Given information
....................

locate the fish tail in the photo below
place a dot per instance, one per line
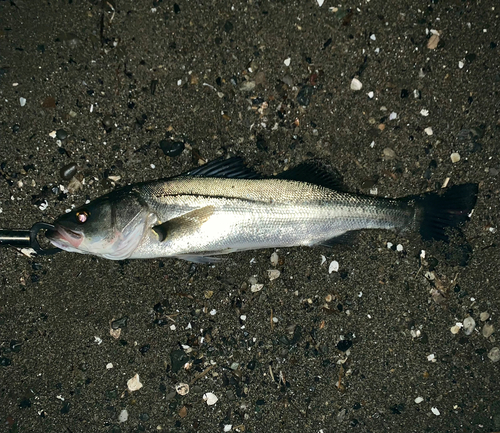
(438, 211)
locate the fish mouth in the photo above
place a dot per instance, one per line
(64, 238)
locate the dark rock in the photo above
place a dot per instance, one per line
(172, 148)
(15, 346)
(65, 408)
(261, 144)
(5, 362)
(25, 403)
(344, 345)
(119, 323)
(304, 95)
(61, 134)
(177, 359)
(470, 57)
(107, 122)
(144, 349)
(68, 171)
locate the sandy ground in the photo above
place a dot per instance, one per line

....................

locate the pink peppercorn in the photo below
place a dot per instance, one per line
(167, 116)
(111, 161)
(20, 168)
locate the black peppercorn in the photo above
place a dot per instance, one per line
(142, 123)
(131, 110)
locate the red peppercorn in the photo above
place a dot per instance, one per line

....................

Gather every line from the records above that contains the word "photo", and copy each one in full.

Reply
locate the fish tail in the photo below
locate the fish mouth in the photo above
locate the dark rock in the photo above
locate the sandy ground in the photo above
locate the pink peppercorn in the photo below
locate the black peppercorn in the photo above
locate the red peppercorn in the photo above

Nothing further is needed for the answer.